- **DIRECTIONS**: Print all of the data exactly.

[Items from a dataset]
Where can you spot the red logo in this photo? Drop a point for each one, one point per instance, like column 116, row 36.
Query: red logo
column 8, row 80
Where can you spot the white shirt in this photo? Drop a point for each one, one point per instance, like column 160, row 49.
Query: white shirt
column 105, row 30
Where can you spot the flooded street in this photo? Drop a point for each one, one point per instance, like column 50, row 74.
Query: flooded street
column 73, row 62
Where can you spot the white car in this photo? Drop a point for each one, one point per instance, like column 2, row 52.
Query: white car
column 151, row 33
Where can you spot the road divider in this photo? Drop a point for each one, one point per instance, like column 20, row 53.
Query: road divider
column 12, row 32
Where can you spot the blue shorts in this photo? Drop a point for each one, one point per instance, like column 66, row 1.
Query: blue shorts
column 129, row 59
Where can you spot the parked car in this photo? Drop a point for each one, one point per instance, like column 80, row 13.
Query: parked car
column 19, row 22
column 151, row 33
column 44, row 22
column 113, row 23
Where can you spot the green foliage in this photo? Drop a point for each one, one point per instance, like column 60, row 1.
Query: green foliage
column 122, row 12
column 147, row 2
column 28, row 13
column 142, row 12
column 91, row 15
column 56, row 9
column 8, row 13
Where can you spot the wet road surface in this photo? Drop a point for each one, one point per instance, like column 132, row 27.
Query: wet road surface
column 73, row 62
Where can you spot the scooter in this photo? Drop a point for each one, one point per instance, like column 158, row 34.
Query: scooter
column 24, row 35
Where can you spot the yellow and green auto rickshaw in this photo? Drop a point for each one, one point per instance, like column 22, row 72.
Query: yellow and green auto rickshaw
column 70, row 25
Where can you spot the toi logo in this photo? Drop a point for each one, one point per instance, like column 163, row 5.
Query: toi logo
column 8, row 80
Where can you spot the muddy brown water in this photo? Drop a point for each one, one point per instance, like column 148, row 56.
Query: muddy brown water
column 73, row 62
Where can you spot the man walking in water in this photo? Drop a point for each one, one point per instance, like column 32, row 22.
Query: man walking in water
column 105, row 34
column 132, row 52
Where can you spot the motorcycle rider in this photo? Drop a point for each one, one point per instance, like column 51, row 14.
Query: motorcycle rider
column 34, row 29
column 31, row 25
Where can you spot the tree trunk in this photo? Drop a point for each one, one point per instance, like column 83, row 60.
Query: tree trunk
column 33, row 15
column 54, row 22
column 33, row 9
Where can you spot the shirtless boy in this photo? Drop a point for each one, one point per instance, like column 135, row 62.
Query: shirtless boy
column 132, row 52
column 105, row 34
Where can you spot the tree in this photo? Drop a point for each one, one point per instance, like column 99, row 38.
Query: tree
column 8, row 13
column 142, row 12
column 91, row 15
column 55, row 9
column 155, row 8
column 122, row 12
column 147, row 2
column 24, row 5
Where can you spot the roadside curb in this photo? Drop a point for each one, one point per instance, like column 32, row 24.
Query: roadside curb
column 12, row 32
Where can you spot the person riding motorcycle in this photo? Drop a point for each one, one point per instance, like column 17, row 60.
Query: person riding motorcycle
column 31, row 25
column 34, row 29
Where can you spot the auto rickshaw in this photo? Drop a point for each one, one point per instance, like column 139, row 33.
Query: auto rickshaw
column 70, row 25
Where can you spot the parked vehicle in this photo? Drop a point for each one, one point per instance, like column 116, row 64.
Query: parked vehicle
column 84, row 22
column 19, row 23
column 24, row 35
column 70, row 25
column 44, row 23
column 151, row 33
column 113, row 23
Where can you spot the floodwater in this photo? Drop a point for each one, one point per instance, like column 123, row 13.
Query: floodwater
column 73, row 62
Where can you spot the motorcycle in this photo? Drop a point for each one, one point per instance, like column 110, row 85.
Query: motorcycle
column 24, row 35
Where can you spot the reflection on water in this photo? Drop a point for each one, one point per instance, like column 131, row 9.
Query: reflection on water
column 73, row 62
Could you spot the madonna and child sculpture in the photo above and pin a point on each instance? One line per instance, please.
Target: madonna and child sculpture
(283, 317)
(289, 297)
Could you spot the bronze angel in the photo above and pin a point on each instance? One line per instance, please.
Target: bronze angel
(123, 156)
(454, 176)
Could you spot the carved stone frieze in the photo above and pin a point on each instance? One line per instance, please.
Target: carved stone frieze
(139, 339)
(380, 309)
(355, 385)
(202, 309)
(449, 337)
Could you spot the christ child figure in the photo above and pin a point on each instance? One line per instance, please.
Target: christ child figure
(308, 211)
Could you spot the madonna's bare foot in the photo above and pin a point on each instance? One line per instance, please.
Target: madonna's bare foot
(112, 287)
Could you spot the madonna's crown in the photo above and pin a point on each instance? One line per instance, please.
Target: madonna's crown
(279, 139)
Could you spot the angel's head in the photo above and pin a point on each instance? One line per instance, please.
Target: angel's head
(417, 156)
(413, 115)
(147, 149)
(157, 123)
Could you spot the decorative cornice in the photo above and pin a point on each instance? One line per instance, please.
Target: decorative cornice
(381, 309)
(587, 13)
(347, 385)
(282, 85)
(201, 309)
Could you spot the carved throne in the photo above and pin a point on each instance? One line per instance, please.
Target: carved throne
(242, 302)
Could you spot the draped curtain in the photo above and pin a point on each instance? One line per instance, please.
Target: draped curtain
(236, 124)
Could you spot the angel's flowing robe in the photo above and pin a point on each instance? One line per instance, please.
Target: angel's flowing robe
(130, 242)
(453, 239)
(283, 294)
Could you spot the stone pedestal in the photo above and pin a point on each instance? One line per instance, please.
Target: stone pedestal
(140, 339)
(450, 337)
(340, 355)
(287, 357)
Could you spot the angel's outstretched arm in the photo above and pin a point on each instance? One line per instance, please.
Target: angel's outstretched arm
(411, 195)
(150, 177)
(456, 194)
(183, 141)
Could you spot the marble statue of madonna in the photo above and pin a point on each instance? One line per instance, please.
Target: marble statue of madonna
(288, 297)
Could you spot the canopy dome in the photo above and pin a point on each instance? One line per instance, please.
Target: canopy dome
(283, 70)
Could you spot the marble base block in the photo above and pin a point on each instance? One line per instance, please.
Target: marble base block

- **ANSWER BOX**:
Where can you spot the red logo in this photo? Drop a point for each one, one point per instance, like column 116, row 36.
Query: red logo
column 8, row 80
Where can you spot the white shirt in this photo? Drop a point for each one, one point per instance, like column 160, row 49.
Query: white shirt
column 105, row 30
Where can you spot the flooded street in this photo? Drop a point for each one, one point per instance, like column 50, row 74.
Query: flooded street
column 73, row 62
Where can you spot the white car in this photo? Drop a point for each one, one point per instance, like column 2, row 52.
Query: white car
column 151, row 33
Where can you spot the road divider in this photo? Drop a point for each one, one point per instance, like column 20, row 53.
Query: road divider
column 12, row 32
Where can you spot the blue shorts in this photo? Drop a point for each one, one point per instance, like column 66, row 1.
Query: blue shorts
column 129, row 59
Where can you spot the parked car in this photo? Drop a point for each one, one point per instance, like column 80, row 13.
Query: parked car
column 19, row 22
column 151, row 33
column 44, row 22
column 113, row 23
Where can you spot the green foliage in this photo? Drop a point for each one, one point per instance, like column 60, row 1.
Query: green foliage
column 122, row 12
column 147, row 2
column 28, row 13
column 142, row 12
column 91, row 15
column 56, row 9
column 8, row 13
Where can you spot the wet road surface in this photo? Drop a point for each one, one point per instance, like column 132, row 27.
Query: wet road surface
column 73, row 62
Where can you spot the scooter in this photo? Drop a point for each one, one point per instance, like column 158, row 34.
Query: scooter
column 24, row 35
Where can you spot the yellow and green auto rickshaw in this photo? Drop a point for each one, one point per instance, like column 22, row 72.
Query: yellow and green auto rickshaw
column 70, row 25
Where can you spot the toi logo in this photo? Drop a point for each one, one point per instance, like column 163, row 5.
Query: toi logo
column 8, row 80
Where can you spot the muddy brown water in this photo? Drop a point for each one, one point per instance, like column 148, row 56.
Query: muddy brown water
column 73, row 62
Where can you spot the man walking in water in this photo? Drop a point for each one, one point per instance, like column 32, row 22.
Query: man walking in water
column 105, row 34
column 132, row 52
Where can you spot the motorcycle rider in this photo? Drop a point for each one, one point per instance, like column 51, row 14.
Query: motorcycle rider
column 34, row 29
column 31, row 25
Where can you spot the tree trunk in this photo? Drop a point for each one, one point per instance, like column 83, row 60.
Query: tree trunk
column 33, row 15
column 54, row 22
column 33, row 9
Where can you spot the shirtless boy in this photo? Drop a point for each one, one point per instance, like column 135, row 62.
Query: shirtless boy
column 132, row 52
column 105, row 34
Where can you spot the tree in this photo? Drop a point for each one, one point per instance, like column 99, row 38.
Query: tree
column 8, row 13
column 142, row 12
column 91, row 15
column 55, row 9
column 155, row 8
column 122, row 12
column 147, row 2
column 24, row 5
Where can you spot the roadside curb in this photo? Drop a point for each one, one point per instance, like column 32, row 24.
Query: roadside curb
column 12, row 32
Where can you spot the person riding motorcycle in this photo? Drop a point for each one, one point per instance, like column 17, row 60.
Query: person riding motorcycle
column 31, row 25
column 34, row 29
Where can you spot the auto rickshaw in this photo? Drop a point for each one, one point per instance, like column 139, row 33.
Query: auto rickshaw
column 70, row 25
Where can you spot the parked vehicle in this photo? Drop a point for each one, one point per instance, like column 116, row 64.
Query: parked vehicle
column 84, row 22
column 19, row 23
column 24, row 35
column 70, row 25
column 44, row 23
column 151, row 33
column 113, row 23
Where can you spot the floodwater in this photo? Drop a point for each one, one point per instance, like column 123, row 13.
Query: floodwater
column 73, row 62
Where can you spot the motorcycle in this photo? Drop a point for each one, one point per instance, like column 110, row 85.
Query: motorcycle
column 24, row 35
Where can you spot the reflection on water in this photo? Drop a point for each one, one point per instance, like column 131, row 9.
Query: reflection on water
column 73, row 62
Could you spot the madonna and child sculpture in the photo above and pin a point on each instance? One line per instance, please.
Target: madonna and child sculpture
(283, 317)
(289, 297)
Could you spot the bronze angel in the photo above and pin a point on each instance? One line per instance, please.
Target: bronze angel
(123, 156)
(454, 176)
Could you spot the carved stone frieze in the photo above and pin a point on each instance? One line per instance, please.
Target: carved stone frieze
(139, 339)
(380, 309)
(355, 385)
(202, 309)
(449, 337)
Could you spot the christ child figure in the photo above and pin a point on each instance? One line per instance, please.
Target: christ child figure
(308, 211)
Could you spot the madonna's bare foot in the photo above and pin a point on each instance? One line per instance, please.
Target: madonna's bare foot
(112, 287)
Could you spot the madonna's crown in the photo above and pin a point on each instance? One line per instance, please.
Target: madonna's crown
(279, 139)
Could you spot the angel's head in the photo above and pin a point on each instance? One line per instance, please.
Target: angel's head
(417, 156)
(413, 115)
(147, 149)
(157, 123)
Could you spot the decorative cornice in the photo above and pin a point on each instance? One line per instance, please.
Target: decorative cornice
(381, 309)
(587, 13)
(347, 385)
(282, 85)
(201, 309)
Could you spot the carved throne in the photo above and pin a point on each instance? One line per instance, please.
Target: carved throne
(242, 302)
Could you spot the draped curtain in the photo above and pin a point on each instance? One line per instance, please.
Target: draped curtain
(236, 124)
Could you spot the angel's flowing robe in the photo above and pin a point on each instance? One line per instance, please.
Target: angel's flowing robe
(130, 242)
(453, 239)
(283, 294)
Could you spot the stone pedestal in the photo above and pin a point on each instance? One line per instance, please.
Target: stone pedestal
(140, 339)
(450, 337)
(340, 355)
(287, 357)
Could you spot the angel's outstretched arm in the photo above and pin a point on each instance? One line per instance, please.
Target: angel's outstretched arm
(411, 195)
(150, 177)
(456, 194)
(183, 141)
Could you spot the marble statue of madonna in the photo above and pin a point on each instance? One line per instance, please.
Target: marble statue of madonna
(288, 297)
Could you spot the canopy dome in the photo above and pin a point on each instance? One line per instance, please.
Target: canopy dome
(283, 70)
Could you spot the marble base block in the photo above and pin a point on each instance? One line per instance, please.
Target: marble base block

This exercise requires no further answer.